Supplied text:
- - -

Roger has been increasingly bitter and sarcastic over his loveless marriage and his disenfranchisement at work. So his joy at a potentially emotionally clean divorce, no matter the cost, left him feeling like a new man. A big turnaround for him yes, but a hugely motivated change. And in the background, there is no doubt that Roger the man is thinking about Joan who he truly loves (and she loves him) and his new hunk of immortality with the baby. This kid will not be the spoiled brat issue from his previous train wreck of a marriage. There is hope for this kid.

So while I agree each character seemed literally OUT of character at times this week, each stretch of persona was justified and motivated.


----------



## Maruuk (Dec 5, 2007)

BTW, always loved Hojos fried clams (they're really clam strips), but could never stand their orange sherbert myself, I'm with Meg! But Hojo's ice cream was actually pretty damned good. And their hot fudge sundaes excellent.

I felt so bad for the sweet guy who only wanted to please the Drapers!


----------



## phrelin (Jan 18, 2007)

For me, Don has been the "out-of-character" character this whole season.

This was a surprisingly complex episode over-packed with information. I remembered the flashback to the scene set in the car, from an episode last year, that had Sally wishfully creating a young-mother-Megan, the person Don proposed to, a person who was as much of an illusion as anything one can find in Disneyland.

I then had to go back to my forgotten last post of last season, which was too long ago for my old, feeble memory, to discover this:


phrelin said:


> Should this episode have been titled "Fanstasyland" because Don's self-image includes being the "handsome prince" and, in his fantasy, Megan is "Cinderella?" Faye would have had trouble avoiding the "wicked stepmother" role with Sally. Megan will have trouble, but it will only be because she's trying too hard to be Maria Von Trapp.
> 
> One can't help but feel that Don is enchanted with Megan. She's the perfect French-speaking au pair (to use a word not commonly used for a "nanny" in 1965) for the kids. And she's smart, but at 25 not "too seasoned" and therefore not yet aggressively cynical. And she's attractive even if a bit "toothy." She thinks she knows Don, and in some ways she does know Don - she just doesn't know Dick.
> 
> ...

- - -

Source excerpt:
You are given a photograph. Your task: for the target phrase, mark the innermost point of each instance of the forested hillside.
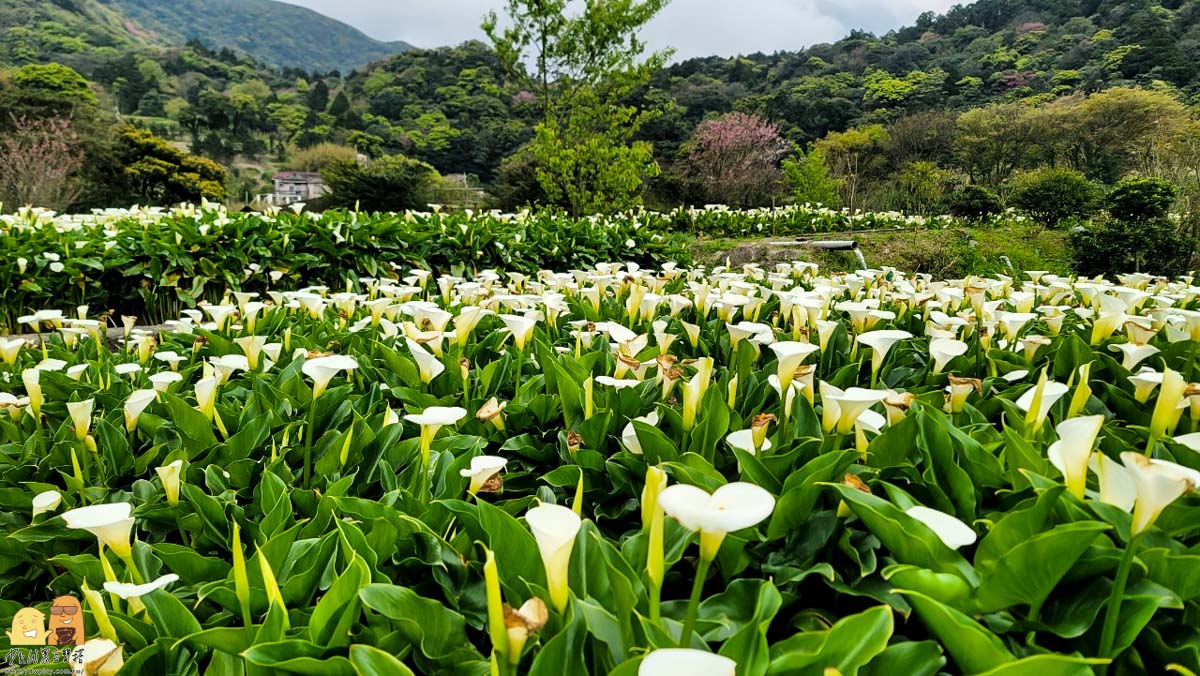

- - -

Task list:
a – Reproduce the portion of the forum thread from "BTW, always loved" to "fudge sundaes excellent.".
b – According to the forum thread, why is Megan not yet aggressively cynical?
The listing is not needed for any of this work.

Full answers:
a –
BTW, always loved Hojos fried clams (they're really clam strips), but could never stand their orange sherbert myself, I'm with Meg! But Hojo's ice cream was actually pretty damned good. And their hot fudge sundaes excellent.

b – At 25, Megan is not yet "too seasoned." That is why she has not become aggressively cynical.